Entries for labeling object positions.
start
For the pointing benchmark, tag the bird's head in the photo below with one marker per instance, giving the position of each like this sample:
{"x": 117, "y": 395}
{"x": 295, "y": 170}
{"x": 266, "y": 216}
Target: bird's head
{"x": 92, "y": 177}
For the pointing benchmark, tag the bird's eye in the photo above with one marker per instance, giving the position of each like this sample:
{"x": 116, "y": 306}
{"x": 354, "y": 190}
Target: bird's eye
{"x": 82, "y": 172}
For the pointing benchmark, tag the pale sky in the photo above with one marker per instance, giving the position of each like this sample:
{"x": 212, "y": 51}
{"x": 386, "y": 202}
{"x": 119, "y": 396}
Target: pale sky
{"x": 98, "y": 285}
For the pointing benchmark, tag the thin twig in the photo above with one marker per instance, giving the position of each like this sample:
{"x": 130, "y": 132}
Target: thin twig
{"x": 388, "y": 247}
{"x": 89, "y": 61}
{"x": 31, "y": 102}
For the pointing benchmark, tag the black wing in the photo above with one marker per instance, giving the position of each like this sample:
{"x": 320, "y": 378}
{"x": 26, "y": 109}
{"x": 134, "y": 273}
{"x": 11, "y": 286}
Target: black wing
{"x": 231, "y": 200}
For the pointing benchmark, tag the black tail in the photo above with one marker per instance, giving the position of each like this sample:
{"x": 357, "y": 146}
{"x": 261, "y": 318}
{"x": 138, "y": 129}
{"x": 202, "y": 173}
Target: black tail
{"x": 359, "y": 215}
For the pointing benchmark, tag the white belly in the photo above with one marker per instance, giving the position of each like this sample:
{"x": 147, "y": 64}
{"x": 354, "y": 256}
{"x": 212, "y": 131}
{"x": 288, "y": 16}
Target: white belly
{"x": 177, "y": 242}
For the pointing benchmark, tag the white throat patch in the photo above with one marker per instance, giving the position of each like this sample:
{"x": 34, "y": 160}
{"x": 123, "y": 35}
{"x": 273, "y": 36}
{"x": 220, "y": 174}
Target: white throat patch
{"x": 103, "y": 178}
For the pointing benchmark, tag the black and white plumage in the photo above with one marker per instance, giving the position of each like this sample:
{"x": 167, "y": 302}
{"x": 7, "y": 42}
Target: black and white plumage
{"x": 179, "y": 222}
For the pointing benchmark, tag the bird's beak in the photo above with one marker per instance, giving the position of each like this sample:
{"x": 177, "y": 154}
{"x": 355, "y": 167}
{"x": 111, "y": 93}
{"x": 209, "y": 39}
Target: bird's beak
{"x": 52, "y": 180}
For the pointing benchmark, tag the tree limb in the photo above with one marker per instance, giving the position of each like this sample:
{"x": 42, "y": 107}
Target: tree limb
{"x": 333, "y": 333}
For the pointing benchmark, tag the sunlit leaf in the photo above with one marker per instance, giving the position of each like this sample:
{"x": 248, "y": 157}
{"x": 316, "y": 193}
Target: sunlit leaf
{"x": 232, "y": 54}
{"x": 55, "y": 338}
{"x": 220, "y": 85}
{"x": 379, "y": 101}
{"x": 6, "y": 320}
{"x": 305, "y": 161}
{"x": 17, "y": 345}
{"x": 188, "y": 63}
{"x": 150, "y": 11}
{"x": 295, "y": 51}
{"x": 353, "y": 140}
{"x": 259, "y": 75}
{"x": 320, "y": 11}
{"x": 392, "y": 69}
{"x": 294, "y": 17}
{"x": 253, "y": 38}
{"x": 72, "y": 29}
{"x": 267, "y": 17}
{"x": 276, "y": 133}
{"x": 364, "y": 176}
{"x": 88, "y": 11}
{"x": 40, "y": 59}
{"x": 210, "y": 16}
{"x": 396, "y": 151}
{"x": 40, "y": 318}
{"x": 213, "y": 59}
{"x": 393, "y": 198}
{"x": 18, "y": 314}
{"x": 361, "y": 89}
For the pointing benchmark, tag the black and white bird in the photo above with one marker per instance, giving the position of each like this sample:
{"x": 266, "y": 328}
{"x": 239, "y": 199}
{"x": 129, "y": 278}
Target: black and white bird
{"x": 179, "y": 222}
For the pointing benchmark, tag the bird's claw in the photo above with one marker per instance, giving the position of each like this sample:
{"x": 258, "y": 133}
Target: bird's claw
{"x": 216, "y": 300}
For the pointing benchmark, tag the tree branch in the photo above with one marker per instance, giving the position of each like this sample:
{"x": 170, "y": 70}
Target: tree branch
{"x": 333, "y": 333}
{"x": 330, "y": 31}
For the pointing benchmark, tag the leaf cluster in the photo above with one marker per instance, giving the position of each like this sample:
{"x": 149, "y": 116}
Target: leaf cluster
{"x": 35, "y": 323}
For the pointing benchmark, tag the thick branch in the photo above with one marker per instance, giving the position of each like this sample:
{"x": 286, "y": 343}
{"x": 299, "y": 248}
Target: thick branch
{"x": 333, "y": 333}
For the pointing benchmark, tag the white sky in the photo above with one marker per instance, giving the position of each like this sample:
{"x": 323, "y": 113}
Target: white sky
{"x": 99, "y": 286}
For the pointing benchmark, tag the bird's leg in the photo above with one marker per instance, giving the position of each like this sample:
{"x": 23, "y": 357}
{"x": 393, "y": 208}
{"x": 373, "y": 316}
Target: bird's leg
end
WHAT THIS TASK INVOLVES.
Put every line of the entries above into a JSON list of strings, one string per line, and leave out any blank lines.

THE REPLY.
[
  "For the pointing benchmark, tag the bird's head in the photo below with one marker per instance, giving the position of each like this sample:",
  "{\"x\": 117, \"y\": 395}",
  "{\"x\": 295, \"y\": 170}",
  "{\"x\": 266, \"y\": 216}",
  "Target: bird's head",
  "{\"x\": 92, \"y\": 177}",
  "For the pointing benchmark, tag the bird's eye in the photo above with one marker per instance, giving the position of each like this sample:",
  "{\"x\": 116, \"y\": 306}",
  "{\"x\": 354, \"y\": 190}",
  "Target: bird's eye",
  "{\"x\": 82, \"y\": 172}",
  "For the pointing benchmark, tag the pale sky in the photo above with one marker per instance, giving the position of each like this sample:",
  "{\"x\": 212, \"y\": 51}",
  "{\"x\": 386, \"y\": 202}",
  "{\"x\": 119, \"y\": 396}",
  "Target: pale sky",
  "{\"x\": 98, \"y\": 285}",
  "For the pointing benchmark, tag the thin twig in the photo above with one marker per instance, giving the position of each like this sample:",
  "{\"x\": 130, \"y\": 132}",
  "Target: thin twig",
  "{\"x\": 388, \"y\": 247}",
  "{\"x\": 89, \"y\": 61}",
  "{\"x\": 31, \"y\": 102}",
  "For the pointing benchmark, tag the black wing in the photo above with one marker per instance, giving the position of each like this sample:",
  "{\"x\": 320, \"y\": 378}",
  "{\"x\": 26, \"y\": 109}",
  "{\"x\": 134, \"y\": 273}",
  "{\"x\": 11, \"y\": 286}",
  "Target: black wing",
  "{\"x\": 231, \"y\": 200}",
  "For the pointing benchmark, tag the black tail in the photo above with one marker per instance, giving the position of each like this sample:",
  "{\"x\": 357, \"y\": 146}",
  "{\"x\": 261, \"y\": 318}",
  "{\"x\": 138, \"y\": 129}",
  "{\"x\": 202, \"y\": 173}",
  "Target: black tail",
  "{\"x\": 359, \"y\": 215}",
  "For the pointing benchmark, tag the white belly in the photo above with one marker per instance, giving the position of each like this sample:",
  "{\"x\": 147, \"y\": 64}",
  "{\"x\": 354, \"y\": 256}",
  "{\"x\": 212, \"y\": 131}",
  "{\"x\": 288, \"y\": 16}",
  "Target: white belly",
  "{\"x\": 177, \"y\": 242}",
  "For the pointing benchmark, tag the white throat patch in the photo above with one marker per instance, giving the position of each like this sample:",
  "{\"x\": 34, \"y\": 160}",
  "{\"x\": 123, \"y\": 35}",
  "{\"x\": 273, \"y\": 36}",
  "{\"x\": 220, \"y\": 174}",
  "Target: white throat patch",
  "{\"x\": 103, \"y\": 178}",
  "For the pointing benchmark, tag the black and white plumage in the photo above with one marker per instance, giving the position of each like this sample:",
  "{\"x\": 167, \"y\": 302}",
  "{\"x\": 7, \"y\": 42}",
  "Target: black and white plumage",
  "{\"x\": 179, \"y\": 222}",
  "For the pointing benchmark, tag the bird's beak in the photo above with one marker per instance, giving the position of each like this sample:",
  "{\"x\": 177, \"y\": 154}",
  "{\"x\": 355, \"y\": 167}",
  "{\"x\": 111, \"y\": 93}",
  "{\"x\": 209, \"y\": 39}",
  "Target: bird's beak",
  "{\"x\": 52, \"y\": 180}",
  "For the pointing benchmark, tag the tree limb in the photo above with one marker per instance, giving the position of each like this sample:",
  "{\"x\": 42, \"y\": 107}",
  "Target: tree limb",
  "{\"x\": 333, \"y\": 333}",
  "For the pointing benchmark, tag the sunlit leaf in the photo above with one marker per instance, giving the position of each like this sample:",
  "{\"x\": 248, \"y\": 157}",
  "{\"x\": 316, \"y\": 193}",
  "Target: sunlit leaf",
  "{\"x\": 232, \"y\": 54}",
  "{\"x\": 55, \"y\": 338}",
  "{\"x\": 220, \"y\": 85}",
  "{\"x\": 379, \"y\": 101}",
  "{\"x\": 6, \"y\": 320}",
  "{\"x\": 305, \"y\": 161}",
  "{\"x\": 17, \"y\": 345}",
  "{\"x\": 188, \"y\": 63}",
  "{\"x\": 150, \"y\": 11}",
  "{\"x\": 295, \"y\": 51}",
  "{\"x\": 353, \"y\": 140}",
  "{\"x\": 259, \"y\": 75}",
  "{\"x\": 320, \"y\": 11}",
  "{\"x\": 392, \"y\": 69}",
  "{\"x\": 294, \"y\": 17}",
  "{\"x\": 253, \"y\": 38}",
  "{\"x\": 72, \"y\": 29}",
  "{\"x\": 267, \"y\": 17}",
  "{\"x\": 276, \"y\": 133}",
  "{\"x\": 364, \"y\": 176}",
  "{\"x\": 88, \"y\": 11}",
  "{\"x\": 40, \"y\": 59}",
  "{\"x\": 210, \"y\": 16}",
  "{\"x\": 396, \"y\": 151}",
  "{\"x\": 40, \"y\": 318}",
  "{\"x\": 213, \"y\": 59}",
  "{\"x\": 393, \"y\": 198}",
  "{\"x\": 18, \"y\": 314}",
  "{\"x\": 361, \"y\": 89}",
  "For the pointing benchmark, tag the black and white bird in the photo above with one marker per instance, giving the position of each like this sample:",
  "{\"x\": 266, \"y\": 328}",
  "{\"x\": 239, \"y\": 199}",
  "{\"x\": 129, \"y\": 278}",
  "Target: black and white bird",
  "{\"x\": 179, \"y\": 222}",
  "For the pointing benchmark, tag the bird's claw in the photo above with one marker per instance, giving the position of each like this sample:",
  "{\"x\": 258, \"y\": 133}",
  "Target: bird's claw",
  "{\"x\": 216, \"y\": 300}",
  "For the pointing benchmark, tag the tree branch in the photo above with one marker per instance, giving the position of each like this sample:",
  "{\"x\": 170, \"y\": 70}",
  "Target: tree branch",
  "{\"x\": 333, \"y\": 333}",
  "{\"x\": 330, \"y\": 31}",
  "For the pointing benchmark, tag the leaf cluster in the photo above with one marker per instance, giving the position of each like this sample:",
  "{\"x\": 149, \"y\": 116}",
  "Target: leaf cluster",
  "{\"x\": 35, \"y\": 323}",
  "For the pointing benchmark, tag the thick branch in the photo above with one marker per instance, giving the position of each like this sample:",
  "{\"x\": 286, \"y\": 343}",
  "{\"x\": 299, \"y\": 248}",
  "Target: thick branch",
  "{\"x\": 333, \"y\": 333}",
  "For the pointing benchmark, tag the white sky in the photo above with one marker per instance, giving the position of each like this sample:",
  "{\"x\": 323, \"y\": 113}",
  "Target: white sky",
  "{\"x\": 99, \"y\": 286}",
  "For the pointing benchmark, tag the bird's leg in the photo above with one marker per instance, giving the position of each like this sample:",
  "{\"x\": 23, \"y\": 357}",
  "{\"x\": 393, \"y\": 208}",
  "{\"x\": 373, \"y\": 316}",
  "Target: bird's leg"
]